_Passage shown_.
- Born: 20 April 2003 (age 23) Konstanz, Germany

Team
- Curling club: CC Füssen, Füssen, GER
- Skip: Benjamin Kapp
- Third: Felix Messenzehl
- Second: Johannes Scheuerl
- Lead: Mario Trevisiol

Curling career
- Member Association: Germany
- World Championship appearances: 3 (2024, 2025, 2026)
- European Championship appearances: 2 (2024, 2025)
- Olympic appearances: 1 (2026)

Medal record
Curling
European Championships
| Gold medal – first place | 2024 Lohja |  |
World Junior Championships
| Silver medal – second place | 2023 Füssen |  |

= Mario Trevisiol =

German curler (born 2003)

Mario Trevisiol (born 20 April 2003 in Konstanz) is a German curler from Kempten.

==Career==
===Juniors===
Trevisiol made his début representing Germany on the international stage at the 2023 World Junior Curling Championships on home ice in Füssen, as the lead on a team skipped by Benjamin Kapp, alongside Felix Messenzehl and Johannes Scheuerl. There, the team would finish in first place after the round robin with a 7–1 record, qualifying for the playoffs. After beating Norway in the semifinal, they would lose to China's Fei Xueqing 8–7 in the final, winning the silver medal. The team would return to represent Germany at the 2024 World Junior Curling Championships, but this time would fail to qualify for the playoffs, finishing 5th with a 5–4 round robin record.

_What the task asks_.
In the curler profile, who beat the German team in the final of the 2023 World Junior Curling Championships, and by what score?

_Dataset section_.
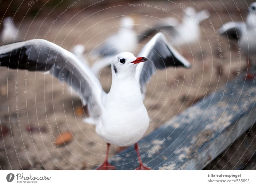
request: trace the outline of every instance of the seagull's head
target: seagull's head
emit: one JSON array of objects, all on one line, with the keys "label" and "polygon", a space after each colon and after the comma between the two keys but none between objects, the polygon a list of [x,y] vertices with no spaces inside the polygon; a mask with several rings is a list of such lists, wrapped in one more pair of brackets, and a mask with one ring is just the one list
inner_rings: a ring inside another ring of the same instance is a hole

_Reply_.
China's Fei Xueqing, 8–7.